Problem to solve:
Every line below between the line holding "the car door" and the line holding "the silver door", inclusive, should be repeated exactly, and all other lines omitted.

Extracted records
Content starts

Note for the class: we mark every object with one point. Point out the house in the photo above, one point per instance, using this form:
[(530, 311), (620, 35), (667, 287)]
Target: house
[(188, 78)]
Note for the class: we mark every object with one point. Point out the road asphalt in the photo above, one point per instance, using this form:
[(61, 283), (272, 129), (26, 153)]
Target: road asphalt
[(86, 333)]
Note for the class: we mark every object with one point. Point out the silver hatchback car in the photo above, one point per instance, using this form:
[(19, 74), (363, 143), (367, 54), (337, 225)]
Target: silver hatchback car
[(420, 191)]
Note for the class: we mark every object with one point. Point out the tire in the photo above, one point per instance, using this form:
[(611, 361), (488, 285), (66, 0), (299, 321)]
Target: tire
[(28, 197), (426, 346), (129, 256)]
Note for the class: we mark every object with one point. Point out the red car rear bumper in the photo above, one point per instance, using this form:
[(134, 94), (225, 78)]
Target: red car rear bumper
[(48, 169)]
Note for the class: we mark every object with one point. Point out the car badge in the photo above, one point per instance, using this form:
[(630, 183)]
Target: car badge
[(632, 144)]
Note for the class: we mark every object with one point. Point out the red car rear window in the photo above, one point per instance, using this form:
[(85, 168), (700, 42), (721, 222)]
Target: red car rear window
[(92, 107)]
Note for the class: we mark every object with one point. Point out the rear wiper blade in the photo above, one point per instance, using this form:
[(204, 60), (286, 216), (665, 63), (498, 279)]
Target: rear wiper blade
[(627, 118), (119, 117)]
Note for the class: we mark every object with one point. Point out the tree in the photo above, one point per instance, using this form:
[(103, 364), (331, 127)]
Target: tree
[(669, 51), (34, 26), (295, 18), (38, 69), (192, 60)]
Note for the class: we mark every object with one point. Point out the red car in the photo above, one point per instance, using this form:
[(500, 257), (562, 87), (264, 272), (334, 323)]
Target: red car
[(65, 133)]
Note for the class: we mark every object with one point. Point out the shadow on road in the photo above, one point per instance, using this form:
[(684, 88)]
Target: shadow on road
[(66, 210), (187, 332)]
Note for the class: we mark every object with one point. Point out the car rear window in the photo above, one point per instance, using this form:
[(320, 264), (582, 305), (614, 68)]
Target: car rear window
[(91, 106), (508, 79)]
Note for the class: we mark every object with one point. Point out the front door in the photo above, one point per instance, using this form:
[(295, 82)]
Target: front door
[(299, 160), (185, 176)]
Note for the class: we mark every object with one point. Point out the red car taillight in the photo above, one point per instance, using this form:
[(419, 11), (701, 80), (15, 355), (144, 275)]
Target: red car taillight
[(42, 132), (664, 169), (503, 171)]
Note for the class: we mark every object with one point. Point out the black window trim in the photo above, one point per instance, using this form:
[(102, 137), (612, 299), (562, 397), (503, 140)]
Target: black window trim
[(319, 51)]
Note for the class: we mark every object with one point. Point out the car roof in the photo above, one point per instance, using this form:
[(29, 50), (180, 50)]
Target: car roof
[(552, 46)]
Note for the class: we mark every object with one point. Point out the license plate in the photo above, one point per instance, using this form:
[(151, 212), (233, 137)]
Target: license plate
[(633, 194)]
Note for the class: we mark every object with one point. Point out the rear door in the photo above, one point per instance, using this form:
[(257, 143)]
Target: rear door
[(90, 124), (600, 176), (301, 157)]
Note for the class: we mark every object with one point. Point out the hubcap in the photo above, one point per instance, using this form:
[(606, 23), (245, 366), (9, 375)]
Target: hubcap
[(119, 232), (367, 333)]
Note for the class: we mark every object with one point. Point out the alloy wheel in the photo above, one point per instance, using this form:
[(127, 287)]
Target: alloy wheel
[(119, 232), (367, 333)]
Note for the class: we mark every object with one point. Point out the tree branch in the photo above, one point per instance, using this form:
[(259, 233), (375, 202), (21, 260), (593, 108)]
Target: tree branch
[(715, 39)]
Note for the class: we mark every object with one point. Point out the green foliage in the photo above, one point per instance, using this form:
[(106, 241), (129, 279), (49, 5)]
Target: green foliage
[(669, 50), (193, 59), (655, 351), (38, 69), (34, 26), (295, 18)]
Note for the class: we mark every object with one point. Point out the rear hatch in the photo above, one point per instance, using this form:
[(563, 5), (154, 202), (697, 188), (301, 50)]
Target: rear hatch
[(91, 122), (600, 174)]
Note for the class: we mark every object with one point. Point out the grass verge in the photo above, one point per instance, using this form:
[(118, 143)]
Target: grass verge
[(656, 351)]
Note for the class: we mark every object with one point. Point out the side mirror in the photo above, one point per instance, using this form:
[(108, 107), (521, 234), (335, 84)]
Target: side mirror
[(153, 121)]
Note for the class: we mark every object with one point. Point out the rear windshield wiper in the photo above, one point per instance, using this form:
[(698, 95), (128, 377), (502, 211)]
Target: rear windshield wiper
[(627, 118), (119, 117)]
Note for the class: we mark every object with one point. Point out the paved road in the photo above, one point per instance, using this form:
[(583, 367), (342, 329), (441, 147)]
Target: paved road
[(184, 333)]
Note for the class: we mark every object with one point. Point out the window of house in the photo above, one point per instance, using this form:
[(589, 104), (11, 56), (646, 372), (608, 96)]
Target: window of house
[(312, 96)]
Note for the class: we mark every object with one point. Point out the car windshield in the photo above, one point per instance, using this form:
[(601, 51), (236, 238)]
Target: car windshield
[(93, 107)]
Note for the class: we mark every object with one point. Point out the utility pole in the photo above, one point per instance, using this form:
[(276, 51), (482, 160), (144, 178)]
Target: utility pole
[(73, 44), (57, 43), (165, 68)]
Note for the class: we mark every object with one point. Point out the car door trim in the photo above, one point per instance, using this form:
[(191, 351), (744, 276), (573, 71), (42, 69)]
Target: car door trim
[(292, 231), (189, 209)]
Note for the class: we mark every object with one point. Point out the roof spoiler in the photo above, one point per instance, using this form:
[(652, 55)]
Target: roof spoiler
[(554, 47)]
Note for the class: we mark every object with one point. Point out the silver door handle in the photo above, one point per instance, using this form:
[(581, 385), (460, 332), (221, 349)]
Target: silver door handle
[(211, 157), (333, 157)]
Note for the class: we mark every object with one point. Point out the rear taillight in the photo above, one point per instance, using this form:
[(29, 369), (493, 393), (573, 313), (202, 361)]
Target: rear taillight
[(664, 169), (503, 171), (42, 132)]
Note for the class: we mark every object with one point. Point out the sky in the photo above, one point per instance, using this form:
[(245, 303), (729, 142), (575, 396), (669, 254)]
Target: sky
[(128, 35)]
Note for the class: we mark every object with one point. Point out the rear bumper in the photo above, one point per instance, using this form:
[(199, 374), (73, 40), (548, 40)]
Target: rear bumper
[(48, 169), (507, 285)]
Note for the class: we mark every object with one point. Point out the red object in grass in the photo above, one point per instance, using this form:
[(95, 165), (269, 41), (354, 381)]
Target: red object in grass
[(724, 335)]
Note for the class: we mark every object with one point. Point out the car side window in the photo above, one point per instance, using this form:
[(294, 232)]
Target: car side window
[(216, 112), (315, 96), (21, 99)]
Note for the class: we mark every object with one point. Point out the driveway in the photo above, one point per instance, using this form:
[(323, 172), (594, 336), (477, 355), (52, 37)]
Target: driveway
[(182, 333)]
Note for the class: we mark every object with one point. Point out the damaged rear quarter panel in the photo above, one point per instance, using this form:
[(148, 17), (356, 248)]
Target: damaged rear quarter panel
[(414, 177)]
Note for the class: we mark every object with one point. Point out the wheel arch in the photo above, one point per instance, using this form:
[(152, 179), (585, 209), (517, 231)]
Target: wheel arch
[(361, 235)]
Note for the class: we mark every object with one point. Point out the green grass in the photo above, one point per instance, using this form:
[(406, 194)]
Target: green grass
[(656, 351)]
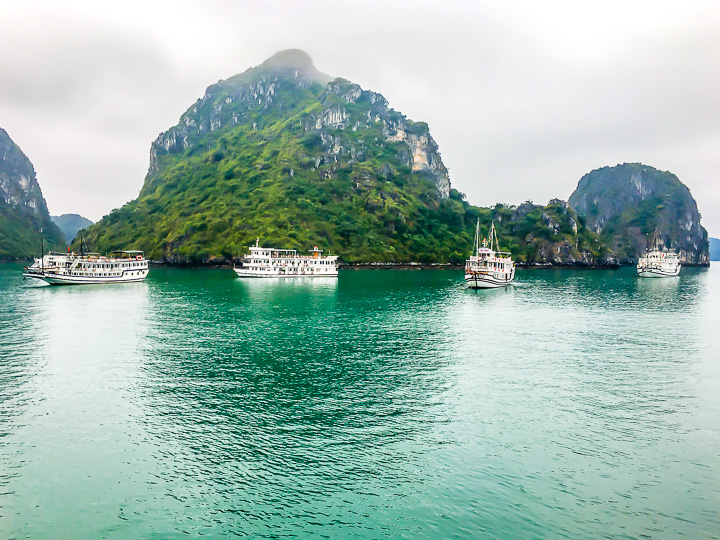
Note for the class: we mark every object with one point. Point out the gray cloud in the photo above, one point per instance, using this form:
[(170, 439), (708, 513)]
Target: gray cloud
[(522, 98)]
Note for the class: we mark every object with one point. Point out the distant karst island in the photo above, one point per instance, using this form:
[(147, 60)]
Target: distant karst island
[(287, 153)]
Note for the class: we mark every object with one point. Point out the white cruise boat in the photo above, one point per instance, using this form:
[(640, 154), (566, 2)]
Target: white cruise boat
[(265, 262), (91, 268), (488, 269), (658, 263)]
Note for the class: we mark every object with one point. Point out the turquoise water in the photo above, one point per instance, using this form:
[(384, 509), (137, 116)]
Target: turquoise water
[(577, 404)]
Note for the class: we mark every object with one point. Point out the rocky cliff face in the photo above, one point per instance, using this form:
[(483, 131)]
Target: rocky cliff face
[(627, 203), (285, 153), (260, 95), (23, 211), (70, 224)]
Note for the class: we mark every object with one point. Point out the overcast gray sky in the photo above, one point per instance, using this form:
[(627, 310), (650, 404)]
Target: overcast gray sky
[(523, 97)]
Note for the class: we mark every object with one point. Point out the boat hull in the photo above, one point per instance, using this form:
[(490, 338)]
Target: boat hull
[(657, 273), (246, 274), (82, 280), (487, 281)]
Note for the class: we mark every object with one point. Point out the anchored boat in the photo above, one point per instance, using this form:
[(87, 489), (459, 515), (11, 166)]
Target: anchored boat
[(91, 268), (489, 269), (264, 262), (657, 263)]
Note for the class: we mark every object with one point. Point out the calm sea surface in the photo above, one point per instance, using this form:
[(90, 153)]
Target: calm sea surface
[(576, 404)]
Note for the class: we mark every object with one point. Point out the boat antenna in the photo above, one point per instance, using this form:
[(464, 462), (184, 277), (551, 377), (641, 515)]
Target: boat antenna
[(477, 238), (42, 252)]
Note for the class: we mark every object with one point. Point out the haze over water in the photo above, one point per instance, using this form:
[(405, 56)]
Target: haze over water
[(576, 404)]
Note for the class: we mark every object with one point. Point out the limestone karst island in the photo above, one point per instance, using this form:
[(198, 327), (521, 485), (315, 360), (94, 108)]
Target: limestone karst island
[(287, 153)]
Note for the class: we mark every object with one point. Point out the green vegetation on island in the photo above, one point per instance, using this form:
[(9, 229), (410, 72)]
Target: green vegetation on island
[(23, 212), (70, 224), (277, 154), (628, 203)]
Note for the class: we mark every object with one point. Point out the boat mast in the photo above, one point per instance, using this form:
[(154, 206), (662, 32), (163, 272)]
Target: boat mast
[(42, 252)]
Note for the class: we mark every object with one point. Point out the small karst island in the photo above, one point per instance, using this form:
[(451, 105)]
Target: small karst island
[(288, 154)]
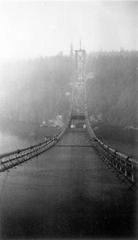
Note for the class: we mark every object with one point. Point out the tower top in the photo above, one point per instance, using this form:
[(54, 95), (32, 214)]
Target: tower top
[(80, 44)]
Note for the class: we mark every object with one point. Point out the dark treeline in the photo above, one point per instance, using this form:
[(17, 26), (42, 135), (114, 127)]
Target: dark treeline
[(113, 92), (35, 90)]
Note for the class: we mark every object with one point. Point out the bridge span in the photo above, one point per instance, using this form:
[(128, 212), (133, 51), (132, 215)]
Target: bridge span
[(69, 192)]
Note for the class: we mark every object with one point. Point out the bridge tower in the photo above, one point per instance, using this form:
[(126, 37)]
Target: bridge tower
[(78, 90)]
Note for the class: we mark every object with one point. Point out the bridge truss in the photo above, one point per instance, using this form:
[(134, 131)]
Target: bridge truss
[(124, 165)]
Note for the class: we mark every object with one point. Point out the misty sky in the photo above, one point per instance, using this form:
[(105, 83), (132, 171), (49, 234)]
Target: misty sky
[(32, 29)]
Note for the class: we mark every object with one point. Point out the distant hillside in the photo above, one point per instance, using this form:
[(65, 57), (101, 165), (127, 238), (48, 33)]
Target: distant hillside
[(113, 92), (35, 90)]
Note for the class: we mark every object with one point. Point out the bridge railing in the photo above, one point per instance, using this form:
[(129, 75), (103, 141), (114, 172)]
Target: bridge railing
[(14, 158), (123, 164)]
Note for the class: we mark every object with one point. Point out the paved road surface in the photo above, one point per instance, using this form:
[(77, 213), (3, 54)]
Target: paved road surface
[(66, 192)]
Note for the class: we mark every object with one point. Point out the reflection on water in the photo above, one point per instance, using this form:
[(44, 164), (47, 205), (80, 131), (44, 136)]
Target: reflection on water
[(11, 142)]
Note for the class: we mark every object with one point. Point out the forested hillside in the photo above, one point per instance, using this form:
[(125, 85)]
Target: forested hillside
[(113, 92), (35, 90)]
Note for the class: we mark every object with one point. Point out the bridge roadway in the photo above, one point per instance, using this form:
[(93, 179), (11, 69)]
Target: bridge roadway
[(66, 192)]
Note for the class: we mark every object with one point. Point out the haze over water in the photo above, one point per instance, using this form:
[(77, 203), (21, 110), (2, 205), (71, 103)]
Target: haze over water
[(30, 29)]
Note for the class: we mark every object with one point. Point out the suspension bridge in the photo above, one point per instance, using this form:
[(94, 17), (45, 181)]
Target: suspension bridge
[(69, 186)]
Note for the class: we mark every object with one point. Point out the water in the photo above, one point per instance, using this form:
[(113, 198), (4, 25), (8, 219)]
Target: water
[(10, 142)]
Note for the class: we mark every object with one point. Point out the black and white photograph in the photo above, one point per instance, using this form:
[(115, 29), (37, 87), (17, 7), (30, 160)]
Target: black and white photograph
[(68, 120)]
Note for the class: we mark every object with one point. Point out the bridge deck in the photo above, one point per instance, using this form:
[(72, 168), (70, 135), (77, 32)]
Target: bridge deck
[(66, 192)]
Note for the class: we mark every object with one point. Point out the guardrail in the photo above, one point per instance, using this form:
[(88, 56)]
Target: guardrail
[(12, 159), (124, 165)]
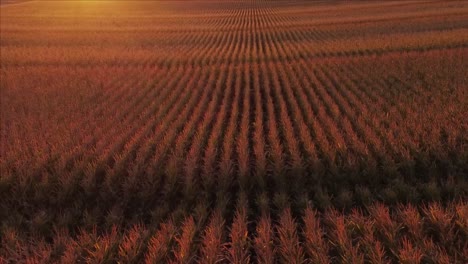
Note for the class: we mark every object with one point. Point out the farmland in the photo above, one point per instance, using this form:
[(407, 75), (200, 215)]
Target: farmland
[(234, 132)]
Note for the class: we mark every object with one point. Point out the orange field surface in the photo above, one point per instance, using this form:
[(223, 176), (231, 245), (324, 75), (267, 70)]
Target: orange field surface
[(234, 132)]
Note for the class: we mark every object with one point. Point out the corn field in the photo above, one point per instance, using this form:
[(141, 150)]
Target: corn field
[(234, 132)]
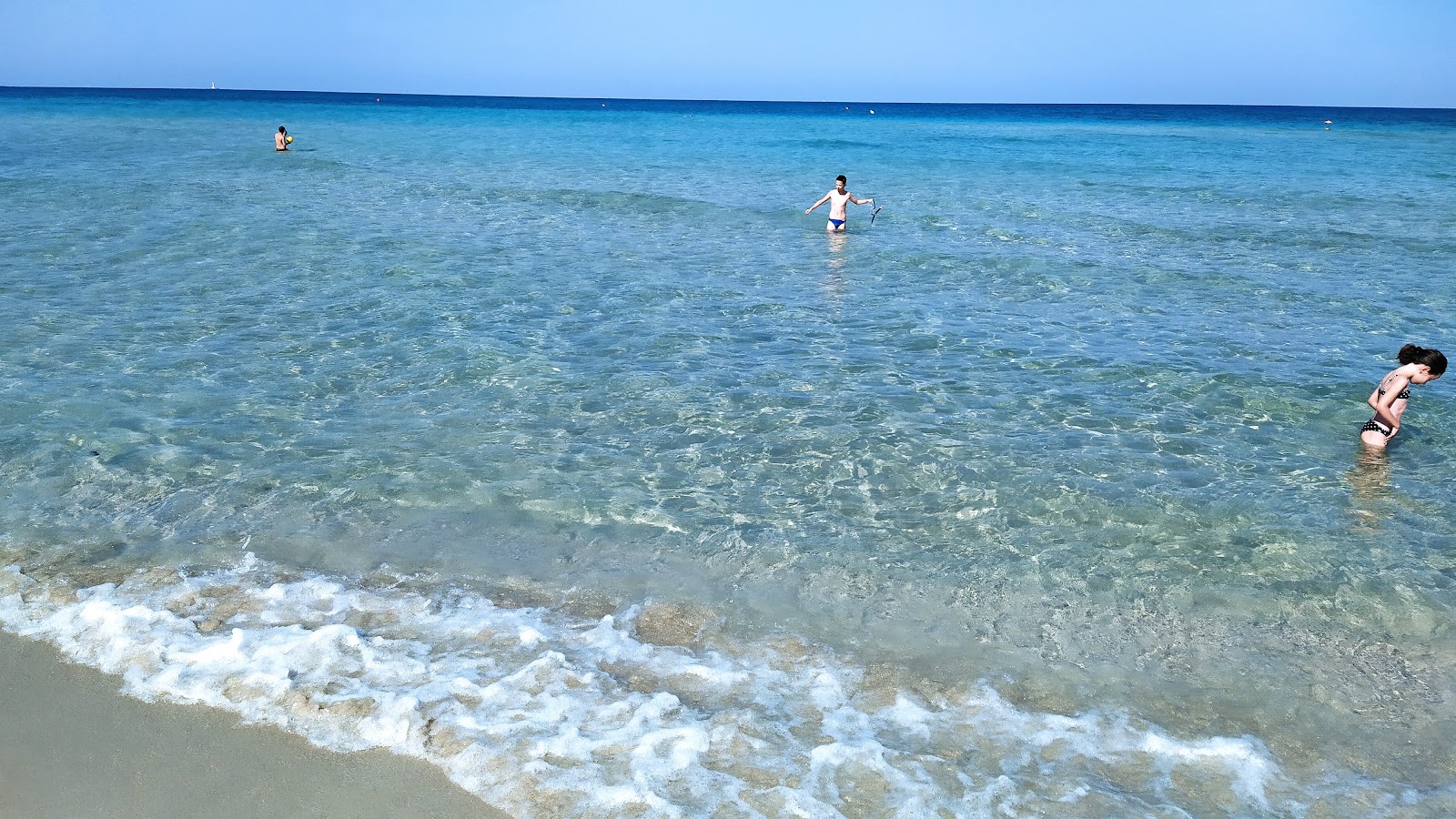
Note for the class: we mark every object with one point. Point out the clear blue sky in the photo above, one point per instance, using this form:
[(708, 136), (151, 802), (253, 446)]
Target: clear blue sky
[(1383, 53)]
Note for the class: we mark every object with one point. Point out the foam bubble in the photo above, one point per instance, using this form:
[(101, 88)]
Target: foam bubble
[(542, 713)]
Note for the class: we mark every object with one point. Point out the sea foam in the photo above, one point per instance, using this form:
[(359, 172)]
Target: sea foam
[(546, 714)]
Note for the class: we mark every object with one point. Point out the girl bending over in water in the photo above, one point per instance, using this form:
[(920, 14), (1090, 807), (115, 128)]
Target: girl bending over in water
[(1390, 399)]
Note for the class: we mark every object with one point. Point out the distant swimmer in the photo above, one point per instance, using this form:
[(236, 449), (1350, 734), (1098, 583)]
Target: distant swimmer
[(837, 198), (1392, 397)]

Content ends

Reply to the task:
Note for the class: we mark every object with one point. Point out the car door trim in the photo above, one point per instance, using this form:
[(191, 351), (744, 276), (573, 71), (42, 69)]
Target: car door trim
[(292, 231), (189, 209)]
Note for the class: we mark every object with one point. Point out the roof spoiler in the photo above, one point per instance, using this form:
[(652, 55)]
Target: roof spoiler
[(554, 47)]
Note for the class: we mark every object with one point. Point out the silver door handle in the photo above, one point per instance, using this form:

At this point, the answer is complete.